Dataset excerpts on pointing at objects:

"""

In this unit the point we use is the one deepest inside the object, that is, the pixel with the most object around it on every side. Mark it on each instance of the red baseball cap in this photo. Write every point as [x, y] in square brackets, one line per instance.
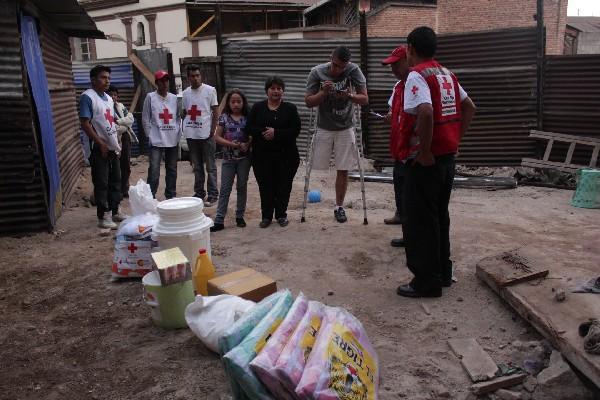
[398, 54]
[160, 74]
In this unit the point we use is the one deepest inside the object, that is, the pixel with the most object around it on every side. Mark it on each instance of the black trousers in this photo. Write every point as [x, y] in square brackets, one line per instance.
[274, 174]
[398, 179]
[125, 163]
[106, 177]
[427, 226]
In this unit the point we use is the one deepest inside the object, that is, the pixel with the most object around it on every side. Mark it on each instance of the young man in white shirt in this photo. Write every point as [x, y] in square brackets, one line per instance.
[161, 125]
[96, 113]
[199, 123]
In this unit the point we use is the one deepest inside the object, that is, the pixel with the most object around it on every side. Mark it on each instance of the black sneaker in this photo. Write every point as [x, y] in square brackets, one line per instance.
[340, 215]
[283, 221]
[217, 227]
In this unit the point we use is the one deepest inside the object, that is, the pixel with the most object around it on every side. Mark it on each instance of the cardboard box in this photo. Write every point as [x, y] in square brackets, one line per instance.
[172, 266]
[246, 283]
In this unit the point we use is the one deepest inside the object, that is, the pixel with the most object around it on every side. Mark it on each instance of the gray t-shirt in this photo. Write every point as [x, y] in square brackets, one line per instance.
[335, 113]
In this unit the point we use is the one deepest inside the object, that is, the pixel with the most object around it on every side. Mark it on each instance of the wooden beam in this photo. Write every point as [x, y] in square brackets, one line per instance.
[482, 388]
[136, 98]
[139, 64]
[204, 25]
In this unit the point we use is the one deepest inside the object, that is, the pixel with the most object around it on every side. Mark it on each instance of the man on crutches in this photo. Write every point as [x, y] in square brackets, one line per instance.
[329, 87]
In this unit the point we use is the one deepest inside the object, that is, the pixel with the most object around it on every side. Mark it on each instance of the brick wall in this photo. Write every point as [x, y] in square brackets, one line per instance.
[456, 16]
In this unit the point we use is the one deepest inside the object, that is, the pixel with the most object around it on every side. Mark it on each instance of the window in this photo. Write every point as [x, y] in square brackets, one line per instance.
[141, 35]
[84, 45]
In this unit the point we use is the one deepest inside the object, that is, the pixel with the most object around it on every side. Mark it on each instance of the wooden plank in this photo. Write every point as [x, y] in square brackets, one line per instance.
[570, 153]
[590, 141]
[204, 25]
[509, 268]
[594, 159]
[136, 98]
[535, 163]
[139, 64]
[557, 322]
[479, 389]
[548, 149]
[478, 364]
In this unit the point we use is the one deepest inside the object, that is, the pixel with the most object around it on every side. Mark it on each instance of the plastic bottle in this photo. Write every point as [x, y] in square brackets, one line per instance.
[204, 270]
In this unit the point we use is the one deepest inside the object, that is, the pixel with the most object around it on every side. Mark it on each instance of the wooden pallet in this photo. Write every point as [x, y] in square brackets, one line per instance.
[567, 165]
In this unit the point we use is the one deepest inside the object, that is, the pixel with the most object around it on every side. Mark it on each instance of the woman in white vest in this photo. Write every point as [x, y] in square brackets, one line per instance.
[199, 123]
[161, 126]
[96, 113]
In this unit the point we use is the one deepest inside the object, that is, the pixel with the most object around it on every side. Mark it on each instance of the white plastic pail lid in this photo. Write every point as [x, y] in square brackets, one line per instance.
[181, 216]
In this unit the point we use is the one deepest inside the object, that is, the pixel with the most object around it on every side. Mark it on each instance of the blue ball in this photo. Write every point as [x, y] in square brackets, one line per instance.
[314, 196]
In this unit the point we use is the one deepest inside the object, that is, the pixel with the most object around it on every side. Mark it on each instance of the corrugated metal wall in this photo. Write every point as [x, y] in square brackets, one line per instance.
[497, 68]
[57, 59]
[571, 101]
[22, 192]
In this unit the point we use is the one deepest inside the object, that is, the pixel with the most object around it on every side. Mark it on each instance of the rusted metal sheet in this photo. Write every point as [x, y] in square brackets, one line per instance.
[22, 192]
[497, 68]
[571, 101]
[57, 60]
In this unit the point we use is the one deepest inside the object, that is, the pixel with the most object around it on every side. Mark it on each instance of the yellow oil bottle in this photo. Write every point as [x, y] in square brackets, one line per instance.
[204, 270]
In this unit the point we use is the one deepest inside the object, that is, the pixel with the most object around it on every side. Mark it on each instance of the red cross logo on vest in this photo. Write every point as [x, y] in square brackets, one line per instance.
[446, 86]
[193, 112]
[165, 116]
[108, 116]
[132, 247]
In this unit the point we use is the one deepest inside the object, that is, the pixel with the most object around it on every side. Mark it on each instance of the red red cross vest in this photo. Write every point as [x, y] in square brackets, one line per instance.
[445, 98]
[397, 109]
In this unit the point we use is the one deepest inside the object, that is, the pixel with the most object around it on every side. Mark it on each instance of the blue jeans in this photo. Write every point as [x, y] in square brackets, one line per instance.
[229, 170]
[202, 154]
[171, 155]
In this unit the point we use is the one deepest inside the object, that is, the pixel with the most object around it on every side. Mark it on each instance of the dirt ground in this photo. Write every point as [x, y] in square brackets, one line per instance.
[68, 332]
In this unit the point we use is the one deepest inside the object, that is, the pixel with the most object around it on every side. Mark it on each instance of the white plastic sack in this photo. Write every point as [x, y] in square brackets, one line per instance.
[342, 364]
[141, 200]
[138, 226]
[210, 316]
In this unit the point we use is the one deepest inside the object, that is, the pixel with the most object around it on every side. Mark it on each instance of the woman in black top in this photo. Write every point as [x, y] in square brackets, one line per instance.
[274, 125]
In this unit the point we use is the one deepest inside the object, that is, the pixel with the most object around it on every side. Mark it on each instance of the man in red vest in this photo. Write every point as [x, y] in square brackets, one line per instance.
[437, 112]
[399, 65]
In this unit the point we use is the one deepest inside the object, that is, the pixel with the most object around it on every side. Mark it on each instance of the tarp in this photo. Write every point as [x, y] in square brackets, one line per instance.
[41, 96]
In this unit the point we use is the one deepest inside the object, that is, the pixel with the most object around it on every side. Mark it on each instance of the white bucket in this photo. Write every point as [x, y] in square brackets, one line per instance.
[183, 224]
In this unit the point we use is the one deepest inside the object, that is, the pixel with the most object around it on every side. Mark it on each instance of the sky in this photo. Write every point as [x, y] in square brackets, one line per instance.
[585, 8]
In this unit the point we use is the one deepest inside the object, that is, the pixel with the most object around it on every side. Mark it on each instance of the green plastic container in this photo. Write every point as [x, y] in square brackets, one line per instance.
[168, 303]
[587, 194]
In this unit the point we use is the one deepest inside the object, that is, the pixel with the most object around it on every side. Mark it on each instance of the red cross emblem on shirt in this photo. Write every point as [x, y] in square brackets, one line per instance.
[108, 116]
[165, 116]
[193, 112]
[132, 247]
[446, 86]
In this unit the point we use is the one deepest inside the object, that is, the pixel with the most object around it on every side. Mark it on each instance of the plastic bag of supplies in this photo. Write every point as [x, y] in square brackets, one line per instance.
[263, 365]
[343, 363]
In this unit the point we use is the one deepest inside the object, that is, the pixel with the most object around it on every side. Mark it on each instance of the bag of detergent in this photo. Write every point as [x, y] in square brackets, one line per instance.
[343, 364]
[264, 363]
[242, 327]
[237, 361]
[293, 357]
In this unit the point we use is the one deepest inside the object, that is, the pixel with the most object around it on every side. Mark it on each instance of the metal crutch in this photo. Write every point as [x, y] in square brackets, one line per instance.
[310, 149]
[359, 151]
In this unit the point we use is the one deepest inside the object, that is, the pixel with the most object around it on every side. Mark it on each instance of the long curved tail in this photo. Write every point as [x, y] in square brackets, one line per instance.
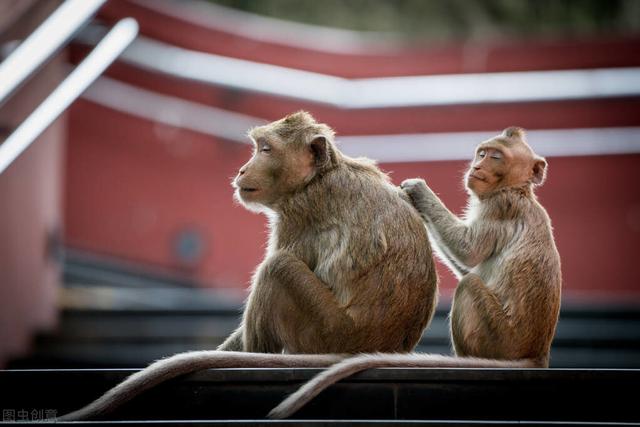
[185, 363]
[356, 364]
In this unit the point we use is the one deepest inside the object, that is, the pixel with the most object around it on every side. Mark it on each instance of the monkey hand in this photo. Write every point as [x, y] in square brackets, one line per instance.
[415, 188]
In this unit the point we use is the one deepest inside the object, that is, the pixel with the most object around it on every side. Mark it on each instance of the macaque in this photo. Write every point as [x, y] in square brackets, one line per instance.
[505, 308]
[348, 267]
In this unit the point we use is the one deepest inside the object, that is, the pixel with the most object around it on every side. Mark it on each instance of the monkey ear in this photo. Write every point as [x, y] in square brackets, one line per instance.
[539, 171]
[321, 151]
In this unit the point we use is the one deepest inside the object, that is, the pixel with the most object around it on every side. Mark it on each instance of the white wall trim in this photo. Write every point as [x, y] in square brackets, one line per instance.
[401, 148]
[384, 92]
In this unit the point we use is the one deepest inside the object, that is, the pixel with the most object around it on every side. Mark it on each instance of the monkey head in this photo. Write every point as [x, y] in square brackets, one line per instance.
[288, 154]
[504, 161]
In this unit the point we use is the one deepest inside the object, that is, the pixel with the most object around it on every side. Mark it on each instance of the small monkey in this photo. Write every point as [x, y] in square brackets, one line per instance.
[348, 267]
[505, 308]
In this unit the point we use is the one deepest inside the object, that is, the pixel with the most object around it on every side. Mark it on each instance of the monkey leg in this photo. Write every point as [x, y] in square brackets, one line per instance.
[295, 310]
[480, 327]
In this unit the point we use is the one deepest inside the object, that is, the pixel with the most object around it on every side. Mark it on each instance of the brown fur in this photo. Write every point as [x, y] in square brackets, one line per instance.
[505, 308]
[348, 267]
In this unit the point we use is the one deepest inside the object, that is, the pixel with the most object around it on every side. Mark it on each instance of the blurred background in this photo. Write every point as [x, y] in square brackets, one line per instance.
[119, 239]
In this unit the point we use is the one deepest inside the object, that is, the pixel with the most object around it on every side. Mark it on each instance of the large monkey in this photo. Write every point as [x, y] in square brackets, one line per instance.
[348, 267]
[505, 307]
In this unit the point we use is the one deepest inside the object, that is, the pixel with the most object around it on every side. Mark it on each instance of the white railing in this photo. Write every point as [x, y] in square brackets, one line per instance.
[43, 43]
[104, 53]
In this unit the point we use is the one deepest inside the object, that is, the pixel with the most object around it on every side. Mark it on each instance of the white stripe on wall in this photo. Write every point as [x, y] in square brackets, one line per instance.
[233, 127]
[433, 90]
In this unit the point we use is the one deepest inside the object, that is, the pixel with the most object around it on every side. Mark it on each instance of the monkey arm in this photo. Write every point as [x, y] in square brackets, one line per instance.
[309, 293]
[465, 245]
[234, 341]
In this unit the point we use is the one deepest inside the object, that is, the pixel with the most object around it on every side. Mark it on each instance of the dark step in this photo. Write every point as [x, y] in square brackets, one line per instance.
[589, 337]
[490, 395]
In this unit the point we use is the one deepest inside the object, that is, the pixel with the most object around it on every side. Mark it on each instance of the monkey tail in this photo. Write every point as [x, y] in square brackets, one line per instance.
[184, 363]
[356, 364]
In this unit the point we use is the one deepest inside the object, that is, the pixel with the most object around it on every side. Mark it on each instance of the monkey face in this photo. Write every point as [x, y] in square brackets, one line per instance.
[275, 170]
[504, 161]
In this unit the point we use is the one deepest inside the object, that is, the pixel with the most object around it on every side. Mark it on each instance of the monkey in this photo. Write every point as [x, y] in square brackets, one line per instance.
[505, 307]
[348, 267]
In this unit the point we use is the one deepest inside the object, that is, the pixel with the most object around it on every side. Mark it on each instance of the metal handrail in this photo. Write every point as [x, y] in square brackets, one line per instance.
[105, 52]
[43, 43]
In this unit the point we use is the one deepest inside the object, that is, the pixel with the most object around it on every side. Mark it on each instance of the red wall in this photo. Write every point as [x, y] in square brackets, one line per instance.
[130, 191]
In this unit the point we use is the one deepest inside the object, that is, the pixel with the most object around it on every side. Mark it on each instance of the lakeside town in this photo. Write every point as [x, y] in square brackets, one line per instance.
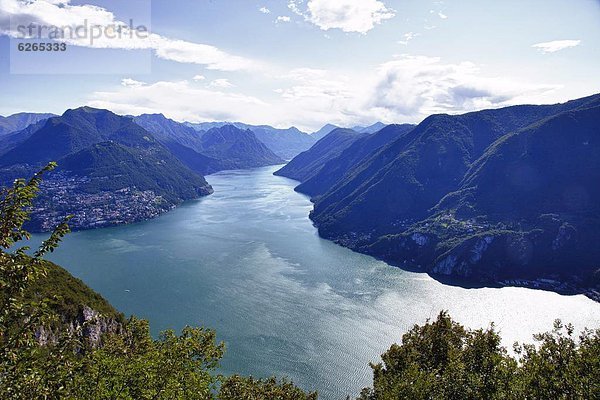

"""

Set task:
Pick out every line in the rows above that contains the word "vest", and copy each of those lines in full.

Task answer:
In this unit the point we use is the one deepest inside the object, that is, the pixel with the most object around it on every side. Mark it on each instance of the woman in white vest in this photo. Write every point as [x, y] in square brackets, one line per instance.
In this unit the point we use is the one deepest inside the object, that is, the pixel with the most object around it on every side. Mark it on each instance of the red cross logo on vest in this photo. Write every point as [x, y] in square brackets, one line per instance.
In this unit the point we use is the one deepest inside the object, that is, the pixel with the most object around it on every side. Mark it on each instance of the red red cross vest in this photo. Write every point as [x, y] in square brackets, one line per instance.
In this unit the point we use is the one deepest inside the object, that is, the pixel with the most object around it on every side. Mark it on each instance of the man in red vest in this photo. Write every point as [x, y] in square brackets, one line per instance.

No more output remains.